(PROBLEM REQUIREMENTS) Repeat, exactly and in full, the lines of the listing below, but without any pictures.

- - - - - - -

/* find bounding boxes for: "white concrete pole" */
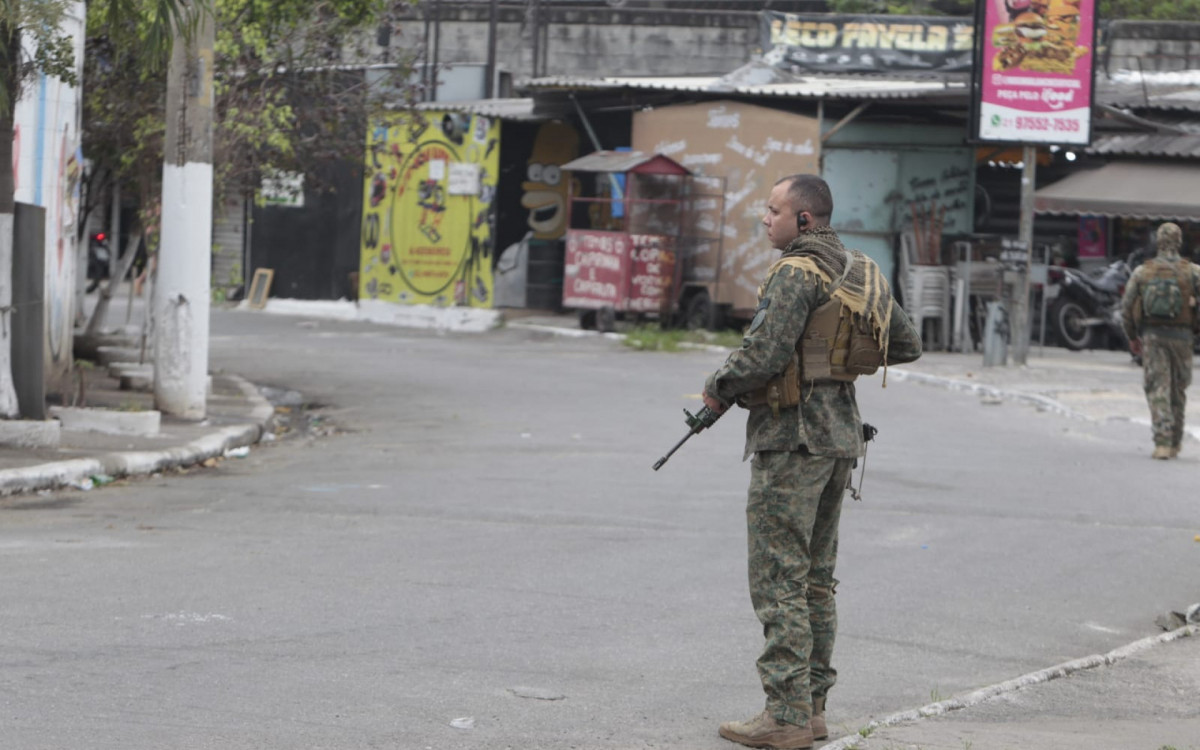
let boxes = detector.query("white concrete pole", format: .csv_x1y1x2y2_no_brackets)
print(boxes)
154,10,214,419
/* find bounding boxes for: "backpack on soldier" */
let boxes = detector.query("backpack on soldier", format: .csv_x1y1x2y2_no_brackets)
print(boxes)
1140,261,1193,326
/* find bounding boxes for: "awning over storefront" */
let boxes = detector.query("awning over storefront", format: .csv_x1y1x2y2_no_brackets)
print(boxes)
1034,162,1200,221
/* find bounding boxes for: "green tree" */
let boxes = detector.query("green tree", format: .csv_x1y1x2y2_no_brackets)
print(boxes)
83,0,413,237
1099,0,1200,19
0,0,193,417
826,0,975,14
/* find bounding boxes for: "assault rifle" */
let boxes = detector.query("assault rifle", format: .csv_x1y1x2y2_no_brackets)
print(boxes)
652,406,723,471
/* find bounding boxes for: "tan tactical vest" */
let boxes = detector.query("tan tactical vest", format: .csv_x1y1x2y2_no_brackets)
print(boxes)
741,254,889,414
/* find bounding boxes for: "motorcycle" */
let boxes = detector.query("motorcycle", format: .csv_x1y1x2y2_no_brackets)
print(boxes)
1046,259,1131,351
86,232,111,293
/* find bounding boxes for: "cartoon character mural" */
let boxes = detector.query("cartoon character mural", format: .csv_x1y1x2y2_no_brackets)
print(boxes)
359,110,499,307
521,121,579,240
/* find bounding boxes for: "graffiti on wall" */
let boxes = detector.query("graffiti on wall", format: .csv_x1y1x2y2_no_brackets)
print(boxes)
632,100,820,313
521,121,579,240
360,111,499,307
13,55,84,397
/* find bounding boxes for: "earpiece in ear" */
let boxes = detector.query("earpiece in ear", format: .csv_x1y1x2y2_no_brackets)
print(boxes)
797,213,809,230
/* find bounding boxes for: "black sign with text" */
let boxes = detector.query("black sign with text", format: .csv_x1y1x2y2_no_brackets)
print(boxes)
759,11,976,74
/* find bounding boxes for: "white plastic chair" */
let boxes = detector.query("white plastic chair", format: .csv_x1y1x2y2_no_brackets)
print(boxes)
899,232,951,351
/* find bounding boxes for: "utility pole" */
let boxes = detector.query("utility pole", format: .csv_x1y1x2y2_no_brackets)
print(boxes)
154,7,214,419
1012,145,1037,366
485,0,499,98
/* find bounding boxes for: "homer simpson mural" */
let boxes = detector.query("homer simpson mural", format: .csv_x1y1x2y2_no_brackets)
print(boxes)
521,121,579,240
359,111,499,307
493,120,580,308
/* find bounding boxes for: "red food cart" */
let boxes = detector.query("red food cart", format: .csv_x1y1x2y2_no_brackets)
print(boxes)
559,151,693,331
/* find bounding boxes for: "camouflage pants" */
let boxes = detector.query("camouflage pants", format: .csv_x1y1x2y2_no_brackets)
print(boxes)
1142,331,1193,448
747,449,853,728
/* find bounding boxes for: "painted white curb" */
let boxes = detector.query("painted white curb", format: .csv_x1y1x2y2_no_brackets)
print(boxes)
49,406,162,437
827,624,1200,749
0,374,274,497
242,298,502,333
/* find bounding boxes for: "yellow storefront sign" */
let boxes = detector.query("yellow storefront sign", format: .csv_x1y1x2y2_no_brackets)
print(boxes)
360,111,499,307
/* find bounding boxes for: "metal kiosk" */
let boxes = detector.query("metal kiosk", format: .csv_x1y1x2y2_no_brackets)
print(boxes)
559,151,692,331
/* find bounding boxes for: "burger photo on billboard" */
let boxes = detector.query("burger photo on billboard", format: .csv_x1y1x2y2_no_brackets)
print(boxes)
1014,12,1048,43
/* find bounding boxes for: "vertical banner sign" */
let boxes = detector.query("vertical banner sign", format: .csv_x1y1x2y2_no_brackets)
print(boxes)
360,111,499,307
972,0,1097,145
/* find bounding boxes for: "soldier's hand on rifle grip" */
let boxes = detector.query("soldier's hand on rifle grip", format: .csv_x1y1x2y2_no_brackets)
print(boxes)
702,391,728,415
1129,338,1142,357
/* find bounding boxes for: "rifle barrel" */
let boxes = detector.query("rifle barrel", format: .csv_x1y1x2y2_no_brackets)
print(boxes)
652,431,694,471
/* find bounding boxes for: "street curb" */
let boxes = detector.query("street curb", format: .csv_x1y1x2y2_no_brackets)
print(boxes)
829,624,1200,749
508,322,735,353
889,368,1200,443
0,374,274,497
888,368,1086,421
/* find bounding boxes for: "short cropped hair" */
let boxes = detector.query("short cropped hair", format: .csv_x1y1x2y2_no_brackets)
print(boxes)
776,174,833,223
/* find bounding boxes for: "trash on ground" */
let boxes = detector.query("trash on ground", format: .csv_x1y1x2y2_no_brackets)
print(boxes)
449,717,474,730
1155,610,1187,630
224,446,250,458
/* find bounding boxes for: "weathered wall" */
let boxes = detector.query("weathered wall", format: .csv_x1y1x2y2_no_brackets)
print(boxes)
393,6,759,79
1106,21,1200,73
389,9,1200,82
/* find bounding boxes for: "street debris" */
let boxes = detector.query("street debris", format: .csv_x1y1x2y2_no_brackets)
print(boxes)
449,717,475,730
1154,603,1200,630
508,686,566,701
70,477,94,491
223,446,251,458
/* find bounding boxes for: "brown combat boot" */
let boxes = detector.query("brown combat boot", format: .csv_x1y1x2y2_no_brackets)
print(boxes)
810,695,827,741
718,710,814,749
1152,445,1172,460
1170,444,1181,458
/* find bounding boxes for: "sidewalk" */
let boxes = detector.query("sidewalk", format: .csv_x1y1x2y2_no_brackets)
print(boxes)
3,301,1198,749
0,283,274,495
0,363,274,496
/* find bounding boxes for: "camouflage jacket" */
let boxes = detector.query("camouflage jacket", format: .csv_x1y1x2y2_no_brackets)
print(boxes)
705,234,923,460
1120,255,1200,341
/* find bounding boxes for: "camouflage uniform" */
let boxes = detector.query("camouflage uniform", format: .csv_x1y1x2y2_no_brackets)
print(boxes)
705,227,922,728
1120,223,1200,454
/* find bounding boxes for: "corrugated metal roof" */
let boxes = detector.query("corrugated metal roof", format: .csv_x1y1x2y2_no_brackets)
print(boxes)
1034,162,1200,221
525,74,969,101
561,150,690,174
1088,132,1200,158
1096,72,1200,112
410,98,544,121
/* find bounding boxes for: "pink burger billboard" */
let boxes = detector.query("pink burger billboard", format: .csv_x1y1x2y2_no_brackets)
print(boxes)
972,0,1097,145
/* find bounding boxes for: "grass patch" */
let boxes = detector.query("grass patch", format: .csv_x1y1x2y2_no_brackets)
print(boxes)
622,325,744,352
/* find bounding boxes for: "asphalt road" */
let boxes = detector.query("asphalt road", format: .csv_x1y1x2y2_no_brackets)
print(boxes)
1,310,1195,749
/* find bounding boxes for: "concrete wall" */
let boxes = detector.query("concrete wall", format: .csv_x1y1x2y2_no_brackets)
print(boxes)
392,5,759,80
388,9,1200,82
1106,22,1200,73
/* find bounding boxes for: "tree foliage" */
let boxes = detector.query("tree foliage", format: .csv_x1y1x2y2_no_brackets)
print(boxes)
83,0,414,220
1098,0,1200,20
829,0,1200,17
0,0,78,117
825,0,975,15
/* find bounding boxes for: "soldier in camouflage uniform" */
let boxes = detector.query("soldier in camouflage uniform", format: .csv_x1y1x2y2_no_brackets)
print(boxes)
702,175,922,750
1120,222,1200,460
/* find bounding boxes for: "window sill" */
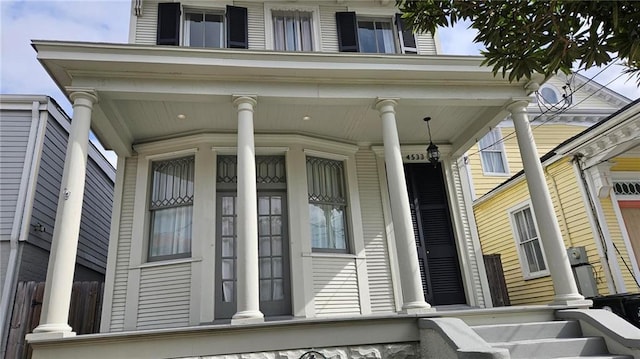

- - - - - - -

(ANSWER FOR THIS EXERCISE)
/* find bounding boxes for: "white concrete pole" */
let boxes = detector.query("white concrete pole", format: .csv_x1y1x2y2_no_brackets)
print(boxes)
154,10,214,419
/* find bounding boxes for: "backpack on soldier" */
let boxes = detector.query("backpack on soldier", format: .csv_x1y1x2y2_no_brackets)
print(boxes)
1140,261,1193,326
/* find bounding boxes for: "awning over storefront" */
let boxes = detector.query("awning over storefront", format: .csv_x1y1x2y2_no_brackets)
print(boxes)
1034,162,1200,221
/* find bounding boxes for: "green tree" */
let boxes = detector.query("green tree", format: .csv_x1y1x2y2_no_brackets)
print(boxes)
83,0,413,237
1099,0,1200,19
0,0,193,417
826,0,975,14
/* find bounding boxes for: "assault rifle" */
let boxes = detector.query("assault rifle", format: .csv_x1y1x2y2_no_brackets)
print(boxes)
652,406,723,471
/* find bounding boxes for: "tan tactical vest" */
let boxes = detector.query("tan tactical vest", format: .csv_x1y1x2y2_no_brackets)
print(boxes)
741,254,889,414
/* find bounding boxes for: "motorcycle" */
let boxes = detector.query("motorcycle", format: .csv_x1y1x2y2_no_brackets)
print(boxes)
1046,259,1131,351
86,232,111,293
/* find bounding boxes for: "cartoon character mural" */
let boxes = detector.query("cartoon character mural", format: .csv_x1y1x2y2_no_brackets)
print(boxes)
359,110,499,307
521,121,579,240
/* find bounding boxes for: "graffiti on wall" */
let boxes = detector.query("graffiti on wall", format: .csv_x1y1x2y2_no_brackets)
print(boxes)
632,100,820,313
521,121,579,240
360,111,499,307
13,55,84,397
/* find bounding boxes for: "earpiece in ear" */
let boxes = detector.query("earpiece in ear", format: .csv_x1y1x2y2_no_brackets)
print(boxes)
797,213,809,230
/* find bounding boxes for: "black sign with text" */
let boxes = detector.query("black sign with text", format: .csv_x1y1x2y2_no_brackets)
print(boxes)
759,11,976,74
/* find bounding boxes for: "white plastic chair" */
let boxes = detector.query("white plastic chair", format: .csv_x1y1x2y2_no_brackets)
print(boxes)
899,232,951,351
/* find bounding boxes for: "utility pole" */
let boxes = detector.query("utility pole", format: .csv_x1y1x2y2_no_brackets)
print(boxes)
154,7,214,419
1012,145,1037,366
485,0,499,98
/* find bounding boxes for: "homer simpson mural" */
let boxes = detector.query("homer simpson mural", format: .csv_x1y1x2y2_no_brackets)
print(boxes)
521,121,579,240
359,111,499,307
493,120,580,308
/* find bounding boxes for: "red food cart" */
let boxes = detector.query("red food cart", format: .csv_x1y1x2y2_no_brackets)
print(boxes)
559,151,693,331
/* find bounding boxes for: "camouflage pants" */
let boxes = detector.query("camouflage pants", format: .csv_x1y1x2y2_no_brackets)
print(boxes)
1142,331,1193,448
747,449,853,728
/* find bounding boxes for: "painted white curb" */
let boxes = detector.query("painted white curb", format: .csv_x1y1x2y2_no_brackets)
print(boxes)
49,406,162,437
827,624,1200,749
0,374,274,497
242,298,502,333
/* find bounding boxes for: "yellow storefront sign" */
let boxes = detector.query("yellow storefront sign", format: .csv_x1y1x2y2_no_brackets)
print(boxes)
360,111,499,307
/* find bounding boxes for: "metal kiosk" */
let boxes = detector.query("metal kiosk", format: .csv_x1y1x2y2_no_brackets)
print(boxes)
559,151,692,331
/* find bounding boxes for: "burger photo on billboard" */
let boxes = detector.query("burger photo on billboard", format: .csv_x1y1x2y2_no_brackets)
print(boxes)
1014,12,1048,43
/* find bounding boxes for: "vertical banner sign" */
let boxes = detector.query("vertical banner sign", format: .csv_x1y1x2y2_no_brackets)
print(boxes)
360,111,499,307
972,0,1097,145
/* find bounding boxes for: "soldier's hand on rifle grip" */
let boxes = detector.query("soldier's hand on rifle grip", format: .csv_x1y1x2y2_no_brackets)
print(boxes)
702,391,728,415
1129,338,1142,357
/* find bounding boxes for: "rifle barrel" */
let boxes = detector.query("rifle barrel", format: .csv_x1y1x2y2_no_brackets)
print(boxes)
652,431,694,471
/* find bounding boxes for: "street curb" */
let boxes = detector.query("street curb", format: .csv_x1y1x2y2_no_brackets)
print(boxes)
829,624,1200,749
508,322,735,353
889,368,1200,443
0,374,274,497
888,368,1086,421
/* find bounding boxes for: "short cropped hair" */
let boxes = detector.query("short cropped hair", format: .csv_x1y1x2y2_no_brackets)
print(boxes)
776,174,833,223
/* find bounding boxes for: "trash on ground" */
let boxes = detector.query("trash on ground", format: .csv_x1y1x2y2_no_brackets)
print(boxes)
449,717,474,730
1155,610,1187,630
224,446,250,458
/* find bounding boxes for: "weathered wall" */
let boxes = detector.query("weathered wall", format: .csv_x1y1x2y2_no_brackets)
print(boxes)
393,6,759,79
1106,21,1200,73
389,9,1200,82
/* find bounding boxes for: "street debris" */
let boxes = detector.query("street debris", format: .csv_x1y1x2y2_no_brackets)
print(boxes)
449,717,475,730
1154,603,1200,630
508,686,566,701
70,477,94,491
223,446,251,458
/* find bounding boxes for: "brown combat boot" */
let boxes = detector.query("brown combat boot", format: .csv_x1y1x2y2_no_brackets)
print(boxes)
810,695,827,741
718,710,814,749
1152,445,1172,460
1170,444,1181,458
/* find bounding boxes for: "sidewalk" */
let boxes = detector.query("sidewalk", format: .csv_x1y1x2y2_no_brackets)
print(boxes)
3,301,1198,749
0,283,274,495
0,363,274,496
/* find bounding boxes for: "camouflage jacket" */
let boxes = detector.query("camouflage jacket", format: .csv_x1y1x2y2_no_brackets)
print(boxes)
705,234,923,460
1120,255,1200,341
/* find bounding boxes for: "camouflage uniform" */
let boxes = detector.query("camouflage uniform", format: .csv_x1y1x2y2_no_brackets)
print(boxes)
705,227,922,728
1120,223,1200,454
/* find bounding boxes for: "corrugated metal roof" */
let boxes = detector.query("corrugated metal roof", format: .csv_x1y1x2y2_no_brackets)
print(boxes)
1034,162,1200,221
525,74,969,101
561,150,690,174
1088,132,1200,158
1096,72,1200,112
410,98,544,121
/* find bounding boxes for: "pink burger billboard" */
let boxes = detector.query("pink burger billboard", format: .csv_x1y1x2y2_no_brackets)
print(boxes)
972,0,1097,145
/* find bounding boxes for: "grass patch" */
let boxes = detector.query("grass patch", format: .csv_x1y1x2y2_no_brackets)
print(boxes)
622,325,744,352
/* find bounding boxes for: "asphalt road" */
let boxes = detector.query("asphalt road", format: .csv_x1y1x2y2_no_brackets)
print(boxes)
1,310,1195,749
/* find bounding boxes for: "concrete wall" */
let boxes = detector.query("concrete wall", format: .csv_x1y1x2y2_no_brackets)
print(boxes)
392,5,759,80
388,9,1200,82
1106,22,1200,73
/* find bounding boxes for: "tree foliage" */
let boxes = detector.query("tree foliage", format: .csv_x1y1x2y2_no_brackets)
print(boxes)
83,0,414,220
1098,0,1200,20
829,0,1200,17
0,0,78,117
825,0,975,15
/* find bounding boxes for: "soldier in camouflage uniform" */
let boxes = detector.query("soldier in camouflage uniform", format: .csv_x1y1x2y2_no_brackets)
print(boxes)
702,175,922,750
1120,222,1200,460
/* find bounding boxes for: "window sill" */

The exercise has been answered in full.